- [Text for analysis]
Building a Perspective Kiosk on Seeed Reterminal-DM (or any RPI-4 based system)

Just thought I would chuck a little guide together to get a working Perspective Kiosk on simple Raspberry Pi 4 Hardware.

Main Features:

  • Webkit Browser Engine: supported by Ignition as part of Safari compatibility.

  • Full Kiosk Mode: No desktop OS on this system, no other apps, no way to exit.

  • Hardware Acceleration: Panel PC hardware supported by linux is able to be utilised.

  • On Screen Keyboard: Critical missing piece of 99% of similar attempts. Auto opens and closes with focus on text entry elements.

  • Auto-Boot: System Boots on power on, no login and ready to go in 25seconds.

  • Auto Network Refresh: The system will refresh the page automatically when a network change is detected.

  • No Menus: No interface items at all besides the rendered webpage.

  • Touchscreen Support: Any touchscreen that works in linux is usable.

I have built and tested this on the Seeed Studios ReTerminal-DM, which is a $700AUD 10.1" Raspberry Pi Compute Module 4 based panel computer.

This guide assumes you are able to work out simple tasks like setting an IP and editing a text file on linux.
Use this at own risk.

Installing Raspbian

Install a copy of the latest version of (6.1.21 or higher) Raspbian Lite OS, follow the manufacturer guide for your device, for me, I followed:

*If you have the ReTerminal-DM, don’t do the touchscreen orientation section.

** Critical steps here - Enable SSH, Set a username and password.

This should get you set up with a Pi that boots to a console login page with the username and password that you chose when uploading the image.

Setting Up the Kiosk

Log in to this console with SSH, this is now your base for all the commands on the unit.

- [Extracted entries]
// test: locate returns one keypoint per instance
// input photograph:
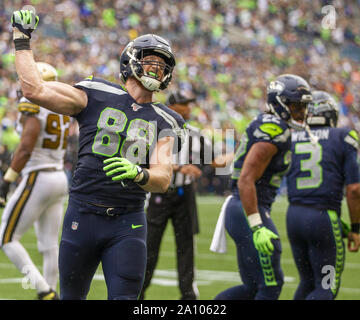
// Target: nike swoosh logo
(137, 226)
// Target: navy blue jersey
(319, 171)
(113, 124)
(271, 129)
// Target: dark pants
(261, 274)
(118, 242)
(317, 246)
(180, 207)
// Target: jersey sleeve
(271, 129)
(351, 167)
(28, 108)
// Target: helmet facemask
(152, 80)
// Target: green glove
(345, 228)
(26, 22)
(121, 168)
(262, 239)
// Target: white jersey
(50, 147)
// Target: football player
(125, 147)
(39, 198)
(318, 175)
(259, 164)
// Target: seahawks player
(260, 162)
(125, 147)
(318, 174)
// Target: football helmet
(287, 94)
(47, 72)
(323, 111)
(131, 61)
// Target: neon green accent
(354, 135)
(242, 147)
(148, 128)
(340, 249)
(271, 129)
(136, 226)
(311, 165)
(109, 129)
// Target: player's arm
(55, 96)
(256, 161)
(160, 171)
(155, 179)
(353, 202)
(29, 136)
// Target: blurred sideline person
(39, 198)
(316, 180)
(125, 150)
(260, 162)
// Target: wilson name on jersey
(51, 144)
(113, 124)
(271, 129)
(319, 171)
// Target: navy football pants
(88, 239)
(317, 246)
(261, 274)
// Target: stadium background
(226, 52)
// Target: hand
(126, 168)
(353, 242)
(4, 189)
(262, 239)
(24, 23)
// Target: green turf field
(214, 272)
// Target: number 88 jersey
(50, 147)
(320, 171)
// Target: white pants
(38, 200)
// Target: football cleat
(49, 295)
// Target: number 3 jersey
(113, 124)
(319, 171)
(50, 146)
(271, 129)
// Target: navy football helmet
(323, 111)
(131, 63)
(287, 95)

==

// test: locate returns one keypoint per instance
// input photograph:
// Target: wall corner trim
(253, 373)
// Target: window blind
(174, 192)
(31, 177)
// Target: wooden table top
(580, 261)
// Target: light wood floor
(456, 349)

- [Work request] In the kiosk guide, on which device did the writer build and test the setup?

- [Exercise response] The Seeed Studios ReTerminal-DM, a 10.1" panel computer based on the Raspberry Pi Compute Module 4.